Retype each of the entries below word for word, from first to last.

(Listing)
☆ ☆ ☆ ☆ ☆ ☆ ☆

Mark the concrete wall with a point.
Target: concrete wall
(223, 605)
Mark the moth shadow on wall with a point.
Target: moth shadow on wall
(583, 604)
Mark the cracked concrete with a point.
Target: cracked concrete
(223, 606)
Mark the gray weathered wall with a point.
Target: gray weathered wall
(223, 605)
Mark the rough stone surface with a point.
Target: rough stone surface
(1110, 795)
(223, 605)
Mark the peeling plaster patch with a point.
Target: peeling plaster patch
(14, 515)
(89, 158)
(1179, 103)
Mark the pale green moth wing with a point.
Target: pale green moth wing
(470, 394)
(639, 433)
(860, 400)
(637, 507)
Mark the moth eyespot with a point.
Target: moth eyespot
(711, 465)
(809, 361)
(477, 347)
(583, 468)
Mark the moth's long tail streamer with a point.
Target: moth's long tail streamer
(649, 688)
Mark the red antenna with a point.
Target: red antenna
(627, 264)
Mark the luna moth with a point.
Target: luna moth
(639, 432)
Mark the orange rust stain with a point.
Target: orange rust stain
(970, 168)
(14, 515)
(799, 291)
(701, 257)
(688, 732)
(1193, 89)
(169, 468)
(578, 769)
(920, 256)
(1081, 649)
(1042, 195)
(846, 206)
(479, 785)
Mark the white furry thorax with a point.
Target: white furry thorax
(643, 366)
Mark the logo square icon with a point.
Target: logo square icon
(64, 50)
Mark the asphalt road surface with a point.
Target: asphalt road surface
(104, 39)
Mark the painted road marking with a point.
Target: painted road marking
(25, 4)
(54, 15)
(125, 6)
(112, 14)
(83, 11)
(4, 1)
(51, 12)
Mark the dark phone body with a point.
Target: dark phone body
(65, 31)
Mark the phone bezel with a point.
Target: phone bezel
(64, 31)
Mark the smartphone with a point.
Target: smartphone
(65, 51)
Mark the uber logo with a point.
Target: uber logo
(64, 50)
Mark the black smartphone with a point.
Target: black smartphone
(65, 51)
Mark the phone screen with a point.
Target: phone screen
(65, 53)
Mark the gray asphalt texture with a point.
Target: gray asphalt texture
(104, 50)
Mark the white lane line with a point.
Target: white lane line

☆ ☆ ☆ ☆ ☆ ☆ ☆

(Result for this task)
Mark the concrete wall with a point.
Target: concrete wall
(223, 605)
Mark the moth shadow on wall with a point.
Target: moth shadow on wall
(583, 604)
Mark the cracked concrete with a point.
Target: cracked concrete
(223, 606)
Mark the gray weathered wall with a point.
Target: gray weathered wall
(223, 605)
Mark the rough stone surface with a point.
Target: rough stone surface
(1110, 795)
(223, 605)
Mark the peeling plaster patch with a point.
Target: peeling plaster patch
(14, 515)
(89, 158)
(1179, 103)
Mark the pale green moth wing with a point.
Target: pale green moth wing
(470, 394)
(639, 433)
(860, 400)
(637, 507)
Mark the moth eyespot with a point.
Target: moth eyespot
(711, 465)
(809, 361)
(477, 347)
(583, 468)
Mark the moth's long tail streamer with a point.
Target: moth's long tail streamer
(649, 688)
Mark the red antenna with a point.
Target: red antenna
(627, 264)
Mark the luna moth with a point.
Target: luna moth
(639, 432)
Mark the orange rust stain with a point.
Target: orange rust stain
(970, 168)
(14, 515)
(799, 291)
(701, 257)
(688, 732)
(1193, 89)
(169, 468)
(578, 769)
(920, 256)
(1081, 649)
(1042, 195)
(846, 206)
(479, 785)
Mark the white furry thorax with a point.
Target: white furry thorax
(643, 366)
Mark the logo square icon with a point.
Target: logo square icon
(64, 50)
Mark the asphalt road surface with a point.
Target: asphalt road surface
(104, 39)
Mark the painted road marking with a point.
Target: painted road marking
(25, 4)
(54, 15)
(125, 6)
(112, 14)
(83, 11)
(4, 1)
(51, 12)
Mark the dark phone body with a point.
Target: dark phone body
(65, 31)
Mark the phone bezel with a point.
Target: phone bezel
(64, 31)
Mark the smartphone with a point.
Target: smartphone
(65, 51)
Mark the uber logo with a point.
Target: uber logo
(64, 50)
Mark the black smartphone with a point.
Target: black smartphone
(65, 51)
Mark the phone screen with a point.
Target: phone screen
(65, 53)
Mark the gray asphalt texture with a point.
Target: gray asphalt texture
(104, 50)
Mark the white lane line with a point.
Target: white lane line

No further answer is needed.